>> Begin Data section

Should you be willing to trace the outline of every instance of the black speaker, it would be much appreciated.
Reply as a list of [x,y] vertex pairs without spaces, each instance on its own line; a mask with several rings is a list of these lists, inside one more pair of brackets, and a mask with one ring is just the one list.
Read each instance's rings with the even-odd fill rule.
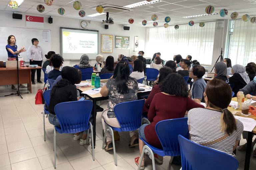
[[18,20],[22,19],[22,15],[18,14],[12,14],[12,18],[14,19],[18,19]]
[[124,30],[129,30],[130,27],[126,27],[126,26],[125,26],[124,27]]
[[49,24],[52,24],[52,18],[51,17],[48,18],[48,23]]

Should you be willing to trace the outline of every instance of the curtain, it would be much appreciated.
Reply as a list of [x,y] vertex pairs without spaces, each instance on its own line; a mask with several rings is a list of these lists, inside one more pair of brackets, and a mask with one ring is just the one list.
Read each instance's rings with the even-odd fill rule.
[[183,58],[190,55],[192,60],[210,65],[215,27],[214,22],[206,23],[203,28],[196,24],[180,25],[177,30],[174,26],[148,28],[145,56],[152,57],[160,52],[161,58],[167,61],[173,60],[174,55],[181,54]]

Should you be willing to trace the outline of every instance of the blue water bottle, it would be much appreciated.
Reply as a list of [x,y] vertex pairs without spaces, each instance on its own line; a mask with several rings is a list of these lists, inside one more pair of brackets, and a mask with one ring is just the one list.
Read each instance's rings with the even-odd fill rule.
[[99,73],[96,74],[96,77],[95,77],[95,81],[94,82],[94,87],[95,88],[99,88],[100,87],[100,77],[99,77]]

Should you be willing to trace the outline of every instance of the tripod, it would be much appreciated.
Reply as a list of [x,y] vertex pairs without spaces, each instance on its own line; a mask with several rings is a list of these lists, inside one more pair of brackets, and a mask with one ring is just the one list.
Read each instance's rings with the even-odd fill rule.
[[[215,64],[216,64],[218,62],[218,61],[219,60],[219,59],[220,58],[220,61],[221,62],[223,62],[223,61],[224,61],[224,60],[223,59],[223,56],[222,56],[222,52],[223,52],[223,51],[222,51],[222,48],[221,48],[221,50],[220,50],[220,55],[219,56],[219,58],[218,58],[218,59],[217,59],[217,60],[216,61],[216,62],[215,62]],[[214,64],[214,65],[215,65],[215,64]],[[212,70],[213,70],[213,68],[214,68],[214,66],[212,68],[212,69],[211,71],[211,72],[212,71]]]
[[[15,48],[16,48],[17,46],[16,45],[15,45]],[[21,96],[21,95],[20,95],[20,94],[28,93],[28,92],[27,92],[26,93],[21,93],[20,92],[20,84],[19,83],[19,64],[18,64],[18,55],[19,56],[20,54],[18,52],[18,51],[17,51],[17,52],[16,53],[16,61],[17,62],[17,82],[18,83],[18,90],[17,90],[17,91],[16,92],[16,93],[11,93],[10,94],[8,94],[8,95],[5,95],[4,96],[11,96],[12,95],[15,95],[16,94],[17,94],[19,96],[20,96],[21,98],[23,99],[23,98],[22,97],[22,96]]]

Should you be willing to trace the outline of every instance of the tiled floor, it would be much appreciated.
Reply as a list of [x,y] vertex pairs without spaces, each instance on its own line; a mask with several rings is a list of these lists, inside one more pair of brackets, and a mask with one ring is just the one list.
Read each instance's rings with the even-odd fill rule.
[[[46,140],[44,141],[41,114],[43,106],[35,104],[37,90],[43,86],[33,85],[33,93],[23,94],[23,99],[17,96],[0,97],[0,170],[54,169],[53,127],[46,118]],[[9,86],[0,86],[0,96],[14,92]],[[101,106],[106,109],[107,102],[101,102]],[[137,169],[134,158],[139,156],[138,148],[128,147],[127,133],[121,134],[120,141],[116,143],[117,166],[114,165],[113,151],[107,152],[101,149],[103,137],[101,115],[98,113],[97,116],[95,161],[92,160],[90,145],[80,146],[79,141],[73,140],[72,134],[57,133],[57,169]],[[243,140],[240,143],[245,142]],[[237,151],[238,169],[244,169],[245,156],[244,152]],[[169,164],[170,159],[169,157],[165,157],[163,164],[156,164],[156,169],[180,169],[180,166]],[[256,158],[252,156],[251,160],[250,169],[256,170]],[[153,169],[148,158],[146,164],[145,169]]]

>> End Data section

▶ _Problem statement_:
Omit each picture, then return all of the listing exactly as it stands.

▶ _Output for this task_:
Should you be willing to trace the outline of every instance of the black speaker, it would be much appreciated.
Reply as a list of [x,y] vertex pairs without spaces, each instance on its own line; a mask with several rings is a list of these lists, inside one more pair of brackets, and a mask with one ring is just the one list.
Read each instance's rings with the even-odd fill rule.
[[18,20],[22,19],[22,15],[18,14],[12,14],[12,18],[14,19],[18,19]]
[[124,30],[129,30],[130,27],[126,27],[126,26],[125,26],[124,27]]
[[49,24],[52,24],[52,18],[51,17],[48,18],[48,23]]

Should you be willing to trace the outline of every instance of the curtain, it would be much appreciated.
Reply as a list of [x,y] vertex pairs without spaces, each instance on its own line; a mask with several rings is a list of these lists, inside one more pair of brackets, and a mask with one ring is just the one list.
Read each instance's rings with the even-odd fill rule.
[[183,58],[190,55],[192,60],[210,65],[215,27],[214,22],[206,23],[203,28],[196,24],[180,25],[177,30],[174,26],[148,28],[145,56],[152,57],[160,52],[161,58],[167,61],[173,60],[174,55],[181,54]]

Should you be willing to trace the outline of every instance of the blue water bottle, it would be much appreciated.
Reply as a list of [x,y] vertex pairs without spaces, each instance on its own line; a mask with several rings is a list of these lists, inside one more pair of brackets, and a mask with one ring is just the one list.
Read each instance's rings with the even-odd fill rule.
[[99,73],[96,74],[96,77],[95,77],[95,81],[94,82],[94,87],[95,88],[99,88],[100,87],[100,77],[99,77]]

Should you be willing to trace the outline of every instance of the tripod, it would be much appreciated.
Reply as a list of [x,y] vertex pairs without spaces, each instance on its own line; a mask with several rings is a list of these lists, inside one more pair of brackets, and a mask with one ring is just the one list.
Read each instance's rings with the even-odd fill rule.
[[[215,64],[216,64],[218,62],[218,61],[219,60],[219,59],[220,58],[220,61],[221,62],[223,62],[223,61],[224,61],[224,60],[223,59],[223,56],[222,56],[222,52],[223,52],[223,51],[222,51],[222,48],[221,48],[221,50],[220,50],[220,55],[219,56],[219,58],[218,58],[218,59],[217,59],[217,60],[216,61],[216,62],[215,62]],[[214,64],[214,65],[215,65],[215,64]],[[212,70],[213,70],[213,68],[214,68],[214,66],[212,68],[212,69],[211,71],[211,72],[212,71]]]
[[[15,48],[16,48],[17,46],[16,45],[15,45]],[[21,96],[21,95],[20,95],[20,94],[28,93],[28,92],[27,92],[26,93],[21,93],[20,92],[20,84],[19,83],[19,64],[18,64],[18,55],[19,56],[20,54],[18,52],[18,51],[17,51],[17,52],[16,53],[16,61],[17,62],[17,82],[18,83],[18,90],[17,90],[17,91],[16,92],[16,93],[11,93],[10,94],[8,94],[8,95],[5,95],[4,96],[11,96],[12,95],[15,95],[16,94],[17,94],[19,96],[20,96],[21,98],[23,99],[23,98],[22,97],[22,96]]]

Should you be willing to trace the outline of every instance of the tiled floor, it would be much appreciated.
Reply as a list of [x,y] vertex pairs without spaces, each instance on its own line; a mask with several rings is a list of these lists, inside one more pair of brackets, and a mask with one ring is just the one list.
Read each instance's rings with the even-odd fill rule.
[[[46,140],[44,141],[41,114],[43,106],[35,104],[37,90],[43,86],[33,85],[33,93],[23,94],[23,99],[17,96],[0,97],[0,170],[54,169],[53,127],[46,118]],[[9,86],[0,86],[0,96],[14,92]],[[101,106],[106,109],[107,102],[101,102]],[[137,169],[134,158],[139,156],[138,148],[128,147],[127,133],[121,134],[120,141],[116,143],[117,166],[114,165],[113,151],[107,152],[101,149],[103,137],[101,115],[98,113],[97,116],[95,161],[92,160],[90,145],[80,146],[79,141],[73,140],[72,134],[57,133],[57,169]],[[243,140],[240,143],[245,142]],[[237,151],[238,169],[244,169],[245,156],[244,152]],[[169,164],[170,159],[169,157],[165,157],[163,164],[156,164],[156,169],[180,169],[180,166]],[[256,158],[252,156],[251,160],[250,169],[256,170]],[[153,169],[148,158],[146,164],[145,169]]]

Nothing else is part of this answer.